* Written instruction
Reproduce, word for word, the part of the records below that opens with the line containing "Retail shelf audit — identify every grass visible" and runs through the end of the records, with both ends included.

* Available data
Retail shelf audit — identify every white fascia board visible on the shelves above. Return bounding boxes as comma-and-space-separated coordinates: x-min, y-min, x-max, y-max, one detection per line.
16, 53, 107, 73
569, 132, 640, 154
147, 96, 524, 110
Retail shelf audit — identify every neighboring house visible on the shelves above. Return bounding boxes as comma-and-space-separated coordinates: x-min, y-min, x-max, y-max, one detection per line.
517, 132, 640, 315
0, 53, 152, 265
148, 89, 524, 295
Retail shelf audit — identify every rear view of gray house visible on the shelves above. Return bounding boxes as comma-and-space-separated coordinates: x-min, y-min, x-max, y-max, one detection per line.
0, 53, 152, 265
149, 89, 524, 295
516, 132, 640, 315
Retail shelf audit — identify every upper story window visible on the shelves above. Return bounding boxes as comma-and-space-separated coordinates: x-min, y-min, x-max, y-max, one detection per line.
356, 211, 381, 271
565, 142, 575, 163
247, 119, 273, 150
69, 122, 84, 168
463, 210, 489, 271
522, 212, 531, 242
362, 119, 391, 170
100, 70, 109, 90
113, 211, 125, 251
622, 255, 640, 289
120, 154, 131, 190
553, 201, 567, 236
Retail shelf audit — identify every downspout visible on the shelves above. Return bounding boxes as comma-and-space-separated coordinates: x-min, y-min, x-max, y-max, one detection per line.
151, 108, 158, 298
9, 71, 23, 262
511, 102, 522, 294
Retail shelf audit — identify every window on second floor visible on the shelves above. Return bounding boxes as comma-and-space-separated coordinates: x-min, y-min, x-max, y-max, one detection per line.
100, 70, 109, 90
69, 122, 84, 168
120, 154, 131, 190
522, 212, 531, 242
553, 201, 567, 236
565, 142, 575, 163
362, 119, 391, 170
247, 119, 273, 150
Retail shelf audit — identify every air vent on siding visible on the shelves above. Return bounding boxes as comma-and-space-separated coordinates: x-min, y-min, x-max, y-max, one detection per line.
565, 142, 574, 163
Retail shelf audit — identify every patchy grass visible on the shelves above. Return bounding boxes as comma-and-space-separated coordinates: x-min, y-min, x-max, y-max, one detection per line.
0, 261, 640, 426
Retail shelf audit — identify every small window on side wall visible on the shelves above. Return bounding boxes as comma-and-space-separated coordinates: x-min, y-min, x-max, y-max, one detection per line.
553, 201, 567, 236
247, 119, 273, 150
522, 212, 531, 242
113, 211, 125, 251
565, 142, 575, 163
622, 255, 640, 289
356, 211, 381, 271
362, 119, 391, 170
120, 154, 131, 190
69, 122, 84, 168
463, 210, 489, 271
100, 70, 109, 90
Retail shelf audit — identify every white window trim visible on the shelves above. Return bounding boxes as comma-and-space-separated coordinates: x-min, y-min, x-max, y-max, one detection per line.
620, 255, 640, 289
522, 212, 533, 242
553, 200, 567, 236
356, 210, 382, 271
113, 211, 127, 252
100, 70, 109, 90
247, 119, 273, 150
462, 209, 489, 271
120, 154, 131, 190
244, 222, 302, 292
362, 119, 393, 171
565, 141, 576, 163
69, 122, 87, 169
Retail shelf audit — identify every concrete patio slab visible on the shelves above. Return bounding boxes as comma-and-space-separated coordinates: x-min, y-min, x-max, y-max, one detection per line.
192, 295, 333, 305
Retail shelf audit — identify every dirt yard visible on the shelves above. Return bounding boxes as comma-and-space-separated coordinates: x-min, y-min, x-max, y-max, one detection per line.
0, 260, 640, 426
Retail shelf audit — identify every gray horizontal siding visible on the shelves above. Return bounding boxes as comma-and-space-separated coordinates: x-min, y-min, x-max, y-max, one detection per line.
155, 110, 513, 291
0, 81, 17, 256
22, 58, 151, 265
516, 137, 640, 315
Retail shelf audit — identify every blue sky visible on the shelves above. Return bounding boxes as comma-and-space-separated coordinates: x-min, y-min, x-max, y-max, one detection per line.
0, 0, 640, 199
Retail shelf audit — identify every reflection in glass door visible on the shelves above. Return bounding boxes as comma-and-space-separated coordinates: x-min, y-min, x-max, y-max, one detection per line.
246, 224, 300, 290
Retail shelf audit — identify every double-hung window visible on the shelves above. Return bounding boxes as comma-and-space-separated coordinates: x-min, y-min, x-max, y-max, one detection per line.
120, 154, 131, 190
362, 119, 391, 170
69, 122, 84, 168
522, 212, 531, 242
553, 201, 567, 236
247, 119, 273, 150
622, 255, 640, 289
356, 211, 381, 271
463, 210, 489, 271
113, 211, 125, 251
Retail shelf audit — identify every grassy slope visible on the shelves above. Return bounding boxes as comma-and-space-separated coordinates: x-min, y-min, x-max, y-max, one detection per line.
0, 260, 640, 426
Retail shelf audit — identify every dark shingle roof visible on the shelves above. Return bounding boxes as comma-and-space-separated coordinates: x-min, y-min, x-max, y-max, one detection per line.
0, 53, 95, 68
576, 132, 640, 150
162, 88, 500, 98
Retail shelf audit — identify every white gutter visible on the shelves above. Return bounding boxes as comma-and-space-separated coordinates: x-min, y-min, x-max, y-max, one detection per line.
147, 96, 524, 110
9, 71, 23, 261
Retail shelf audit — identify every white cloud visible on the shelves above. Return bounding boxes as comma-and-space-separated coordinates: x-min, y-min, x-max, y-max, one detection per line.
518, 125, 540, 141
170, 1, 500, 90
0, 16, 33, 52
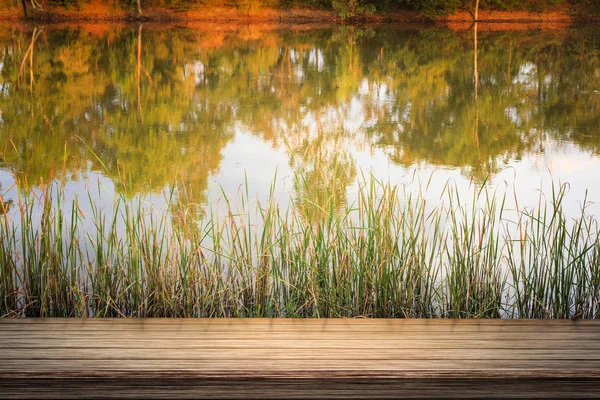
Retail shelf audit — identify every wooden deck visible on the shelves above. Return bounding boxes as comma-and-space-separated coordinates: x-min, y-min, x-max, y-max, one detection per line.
0, 319, 600, 399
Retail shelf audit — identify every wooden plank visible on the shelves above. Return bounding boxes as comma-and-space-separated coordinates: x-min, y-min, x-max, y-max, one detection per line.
0, 319, 600, 398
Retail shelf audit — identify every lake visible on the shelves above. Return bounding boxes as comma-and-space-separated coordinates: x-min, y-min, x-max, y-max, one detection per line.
0, 23, 600, 318
0, 25, 600, 219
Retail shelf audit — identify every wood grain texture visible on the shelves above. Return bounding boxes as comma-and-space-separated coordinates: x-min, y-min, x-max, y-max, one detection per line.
0, 319, 600, 399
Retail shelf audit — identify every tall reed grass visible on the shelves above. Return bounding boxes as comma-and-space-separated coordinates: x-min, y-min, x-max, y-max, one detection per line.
0, 178, 600, 318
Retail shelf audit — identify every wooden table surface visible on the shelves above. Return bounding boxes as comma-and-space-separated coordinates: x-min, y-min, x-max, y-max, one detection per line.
0, 319, 600, 398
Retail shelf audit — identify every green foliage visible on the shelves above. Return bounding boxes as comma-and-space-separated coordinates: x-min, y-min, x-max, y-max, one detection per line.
0, 176, 600, 319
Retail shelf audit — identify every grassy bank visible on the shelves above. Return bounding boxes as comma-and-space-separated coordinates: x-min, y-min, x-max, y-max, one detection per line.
0, 0, 600, 23
0, 175, 600, 318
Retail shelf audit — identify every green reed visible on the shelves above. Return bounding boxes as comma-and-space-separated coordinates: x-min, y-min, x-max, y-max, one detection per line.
0, 177, 600, 318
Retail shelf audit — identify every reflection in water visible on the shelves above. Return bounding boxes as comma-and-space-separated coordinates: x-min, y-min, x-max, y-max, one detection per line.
0, 24, 600, 215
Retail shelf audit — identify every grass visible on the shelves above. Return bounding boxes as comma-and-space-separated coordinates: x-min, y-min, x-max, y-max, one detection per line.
0, 175, 600, 318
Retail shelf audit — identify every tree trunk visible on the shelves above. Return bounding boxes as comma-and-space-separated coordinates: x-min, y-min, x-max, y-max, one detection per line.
21, 0, 27, 18
473, 22, 479, 147
136, 24, 144, 122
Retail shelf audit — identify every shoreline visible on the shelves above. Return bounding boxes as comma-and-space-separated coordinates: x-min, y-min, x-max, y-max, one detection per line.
0, 0, 600, 24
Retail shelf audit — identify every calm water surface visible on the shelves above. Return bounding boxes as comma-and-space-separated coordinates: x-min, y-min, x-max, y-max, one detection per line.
0, 26, 600, 225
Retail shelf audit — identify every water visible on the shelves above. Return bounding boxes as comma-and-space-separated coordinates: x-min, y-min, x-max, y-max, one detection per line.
0, 25, 600, 222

* Reply
Retail shelf audit — identify every grass visible on the shelves above. Return bounding boxes as comma-and-space-separated coordinates: x-min, y-min, x-max, y-max, one detection per line.
0, 175, 600, 318
Retail shelf audit — identify every tree trunk visible on the shelves above. Return bounding boxes as comma-and-space-separated coordinates: x-min, y-min, x-max, y-max, one detection per line.
21, 0, 27, 18
473, 22, 479, 147
136, 24, 144, 122
Retail shelf audit — identify every shoreline visible on the shelves above. Return bounding boxes as comma-and-space-separated coordinates: x-min, y-min, x-max, y-max, one detection per line.
0, 0, 600, 24
Retail shelf audit — identify every calm water surface visible on the shelves above. Return bounding boxes as comma-and-space-separated coordinates: x-min, y-min, x-max, y-max, one detection per line.
0, 26, 600, 225
Retail shelf audit — identify every water visible on the shelves above. Return bounding boxes as comma-and-space-separated coordinates: x-min, y-min, x-max, y-max, one detection per line.
0, 25, 600, 222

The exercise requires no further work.